» Stored rows:

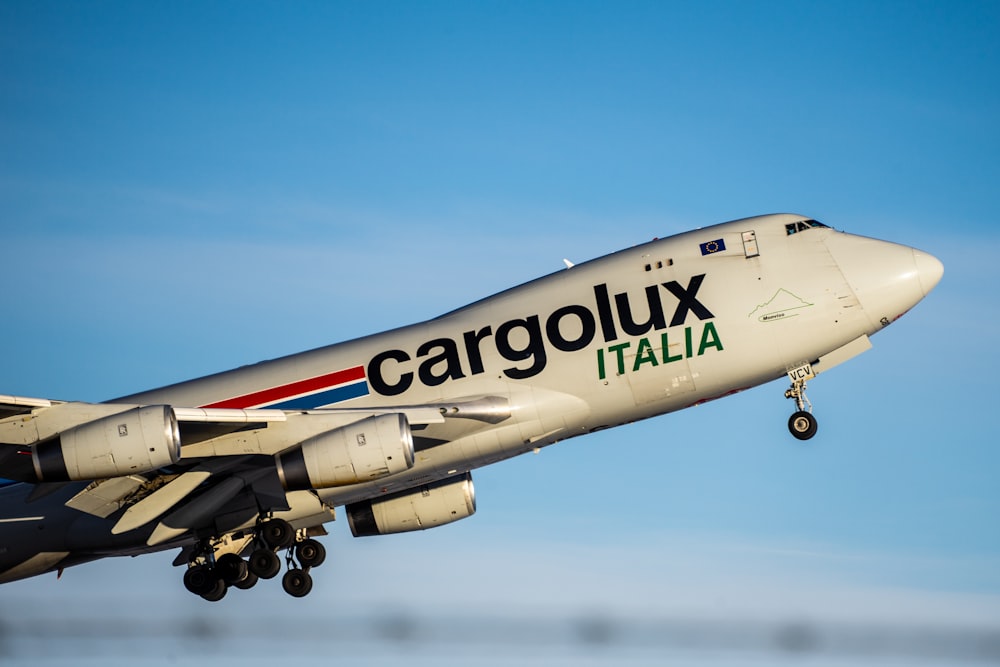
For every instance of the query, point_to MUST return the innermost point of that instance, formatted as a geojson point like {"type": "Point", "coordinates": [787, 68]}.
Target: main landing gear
{"type": "Point", "coordinates": [210, 576]}
{"type": "Point", "coordinates": [801, 424]}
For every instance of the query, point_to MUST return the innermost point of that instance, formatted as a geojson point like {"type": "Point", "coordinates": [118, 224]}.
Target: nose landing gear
{"type": "Point", "coordinates": [801, 424]}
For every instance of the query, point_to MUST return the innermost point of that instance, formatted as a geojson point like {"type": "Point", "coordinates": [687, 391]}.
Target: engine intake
{"type": "Point", "coordinates": [365, 450]}
{"type": "Point", "coordinates": [135, 441]}
{"type": "Point", "coordinates": [420, 508]}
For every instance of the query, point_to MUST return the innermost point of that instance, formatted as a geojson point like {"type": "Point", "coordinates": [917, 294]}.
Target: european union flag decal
{"type": "Point", "coordinates": [712, 247]}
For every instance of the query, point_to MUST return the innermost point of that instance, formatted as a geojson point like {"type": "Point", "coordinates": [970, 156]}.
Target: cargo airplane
{"type": "Point", "coordinates": [236, 468]}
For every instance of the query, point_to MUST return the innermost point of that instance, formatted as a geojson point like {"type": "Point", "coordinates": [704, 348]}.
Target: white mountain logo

» Written problem: Count the lines of the data above that contain the word "landing", and reply with only that number.

» Solution for this task: 2